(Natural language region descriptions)
--------------------------------------------------

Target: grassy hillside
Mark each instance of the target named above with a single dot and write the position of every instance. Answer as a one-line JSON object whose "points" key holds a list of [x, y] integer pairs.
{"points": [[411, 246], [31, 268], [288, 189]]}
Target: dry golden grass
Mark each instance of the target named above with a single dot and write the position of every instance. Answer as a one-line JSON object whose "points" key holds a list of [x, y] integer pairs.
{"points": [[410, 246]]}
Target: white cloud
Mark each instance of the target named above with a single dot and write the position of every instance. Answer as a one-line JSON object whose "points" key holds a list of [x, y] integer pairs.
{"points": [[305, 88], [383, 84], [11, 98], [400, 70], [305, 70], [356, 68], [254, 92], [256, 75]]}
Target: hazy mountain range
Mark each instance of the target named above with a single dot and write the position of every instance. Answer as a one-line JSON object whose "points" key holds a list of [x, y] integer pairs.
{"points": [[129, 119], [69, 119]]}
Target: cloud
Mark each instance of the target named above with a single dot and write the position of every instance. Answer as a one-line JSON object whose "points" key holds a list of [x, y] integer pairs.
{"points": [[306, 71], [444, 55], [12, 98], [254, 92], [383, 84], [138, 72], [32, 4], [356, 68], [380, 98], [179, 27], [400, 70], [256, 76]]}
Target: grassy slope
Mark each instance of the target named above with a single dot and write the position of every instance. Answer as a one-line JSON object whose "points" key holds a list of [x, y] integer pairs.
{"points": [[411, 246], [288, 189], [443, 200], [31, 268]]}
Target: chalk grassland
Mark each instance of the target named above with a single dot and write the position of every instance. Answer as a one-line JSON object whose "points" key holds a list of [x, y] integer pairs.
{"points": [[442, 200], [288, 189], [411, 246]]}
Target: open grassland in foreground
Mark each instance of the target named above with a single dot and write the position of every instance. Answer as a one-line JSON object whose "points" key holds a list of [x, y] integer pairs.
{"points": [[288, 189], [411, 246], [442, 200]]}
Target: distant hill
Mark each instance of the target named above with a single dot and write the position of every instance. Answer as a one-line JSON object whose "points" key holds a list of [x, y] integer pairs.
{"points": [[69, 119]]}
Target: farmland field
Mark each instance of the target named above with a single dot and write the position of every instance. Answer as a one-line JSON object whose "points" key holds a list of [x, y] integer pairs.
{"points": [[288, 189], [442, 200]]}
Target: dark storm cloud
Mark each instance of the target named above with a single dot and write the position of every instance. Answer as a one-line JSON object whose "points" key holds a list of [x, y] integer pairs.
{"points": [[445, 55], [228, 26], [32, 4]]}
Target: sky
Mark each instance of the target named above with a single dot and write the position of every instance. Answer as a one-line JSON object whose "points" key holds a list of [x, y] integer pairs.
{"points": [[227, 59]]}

--------------------------------------------------

**Exercise**
Please transcribe the lines from the one containing "Target: dark storm cloud" through the last line of the records. Include both ends and nothing else.

**Output for this exercise**
Target: dark storm cloud
Mark each instance of the target named above with a single dot and write the position of every instance. Answer as a one-line JSON object whose "points" key holds a list of [x, y] integer pairs.
{"points": [[445, 55], [228, 26], [32, 4]]}
Target: sky
Mark each instance of the target named above with a single dot and write the position of every instance. Answer as a one-line JSON object whose "points" key holds a list of [x, y] integer pairs.
{"points": [[227, 59]]}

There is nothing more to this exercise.